**元の文章**
Special Interview | 奥田民生

日本のキングオブロック、故・忌野清志郎が愛したフェンダーのEsquireを忠実に再現した「Kiyoshiro Imawano 1963 Esquire Journeyman Relic」のインプレッションを、清志郎ゆかりのアーティストが語るインタビュー。今回登場する奥田民生はたびたびトリビュートライヴにも出演し、「スローバラード」をはじめ忌野が残した名曲の数々をカヴァーしてきた。その奥田が「Kiyoshiro Imawano 1963 Esquire Journeyman Relic」をつま弾きながら、彼ならではのユーモアを交え、清志郎との思い出や彼の音楽に対する思いを語ってくれた。

※「Kiyoshiro Imawano 1963 Esquire Journeyman Relic」の受注締切は9月5日(木)までとなります。

(位置を示すデータの抜粋)
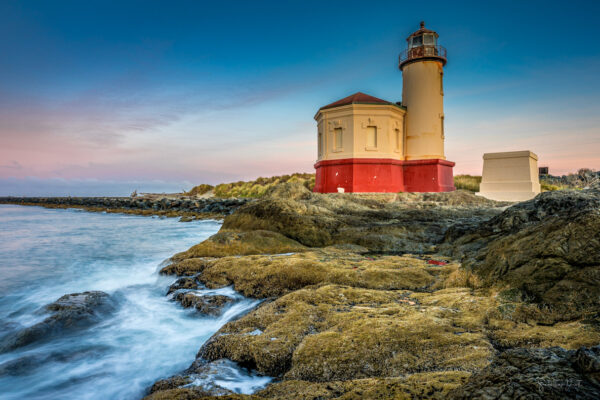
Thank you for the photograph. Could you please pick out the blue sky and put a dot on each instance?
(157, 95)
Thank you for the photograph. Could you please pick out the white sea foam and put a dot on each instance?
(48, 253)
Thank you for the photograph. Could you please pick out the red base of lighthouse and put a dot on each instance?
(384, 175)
==
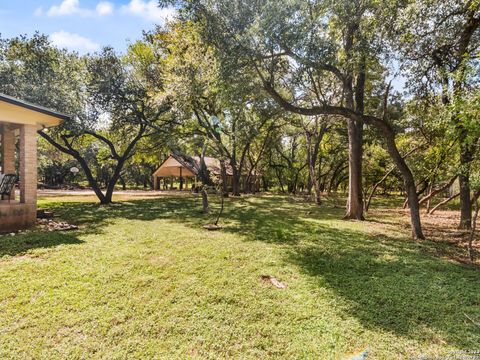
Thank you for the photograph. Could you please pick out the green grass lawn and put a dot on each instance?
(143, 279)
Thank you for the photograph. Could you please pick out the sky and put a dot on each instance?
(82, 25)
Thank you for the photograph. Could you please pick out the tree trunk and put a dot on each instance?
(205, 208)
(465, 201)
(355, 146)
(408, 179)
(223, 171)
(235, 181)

**課題の内容**
清志郎のギターについて奥田民生が語るインタビュー記事を、最後の文の後から書き続けてください。

**答えの文**
どういう状況でも音楽をできるのが一番すごい。できそうでできないんですよ

──忌野清志郎さんの音楽と出会ったのはいつ頃でしたか?

奥田民生(以下:奥田) 高校の時には聴いていました。気づいたら、もう周りが知っていたんですよ。だから、いつどんなきっかけで聴いたかは憶えてないけど、カヴァーしている人たちもいたから、そんな感じで知ったんでしょうね。RCサクセションが広島に来た時はライヴも見に行きました。ちょうど自分もバンドを始めた頃だったから、憧れも親近感もあったし。

──どんなところがカッコ良かったですか?

奥田 ライヴを見たのはホールだったんですけど音がでかくて。でも、エフェクターをそんなに踏んでいる感じでもなくて、シンプルでいいなと思いました。ただその頃、僕はギタリスト志望だったから、言っちゃうとCHABOさん(仲井戸麗市)ばっか見てたんです(笑)。っていうか清志郎さん、独特すぎるから。RCの曲とか清志郎さんの曲とか、自分でもやってみたいと思って歌うとまるで違うじゃないですか。だから何て言うのかな、やり甲斐がないんですよねって言ったら語弊があるかもしれないけど、清志郎さんには勝てないんですよ。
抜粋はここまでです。